• RECORDS PROVIDED
::::::

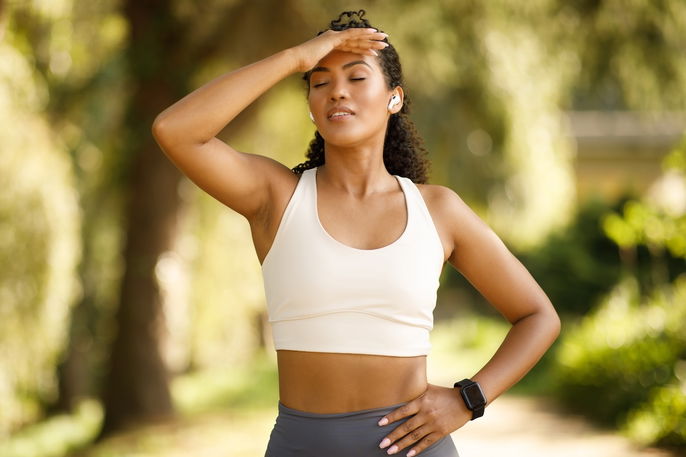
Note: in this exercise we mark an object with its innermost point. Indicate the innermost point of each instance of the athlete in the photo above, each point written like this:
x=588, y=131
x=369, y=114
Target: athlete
x=352, y=242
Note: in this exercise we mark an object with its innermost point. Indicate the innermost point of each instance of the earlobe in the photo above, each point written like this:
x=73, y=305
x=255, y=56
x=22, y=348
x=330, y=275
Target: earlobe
x=395, y=100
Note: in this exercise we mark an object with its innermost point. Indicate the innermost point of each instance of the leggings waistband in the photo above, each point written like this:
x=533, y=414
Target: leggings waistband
x=363, y=413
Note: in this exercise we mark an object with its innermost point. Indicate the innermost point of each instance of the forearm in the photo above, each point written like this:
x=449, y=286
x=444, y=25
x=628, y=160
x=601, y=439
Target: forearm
x=203, y=113
x=525, y=343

::::::

• WHAT IS EXPECTED
Write out all the lines above again, swapping "innermost point" for "central point" wherever it occurs and changing nothing else. Leave the pictures out.

• OUTPUT OF THE EXERCISE
Note: in this exercise we mark an object with its central point. Indicate the central point of each instance of the athlete in the photo above, each point written like this:
x=588, y=131
x=369, y=114
Target: athlete
x=352, y=242
Note: in this exercise we mark an object with its central point. Indicate the central point of each instance of the earlobe in the photo above, each point written like this:
x=73, y=305
x=255, y=56
x=22, y=348
x=330, y=275
Target: earlobe
x=395, y=100
Note: in this exercise we mark an object with its central point. Indicate the central point of each instance of the leggings waistband in the photo above, each point written like this:
x=533, y=414
Target: leggings waistband
x=363, y=413
Note: in this exercise we mark an object with its central point. Indicate the central point of each instance of the forearm in the photo above, each point written like this:
x=449, y=286
x=444, y=25
x=628, y=160
x=601, y=439
Target: forearm
x=203, y=113
x=525, y=343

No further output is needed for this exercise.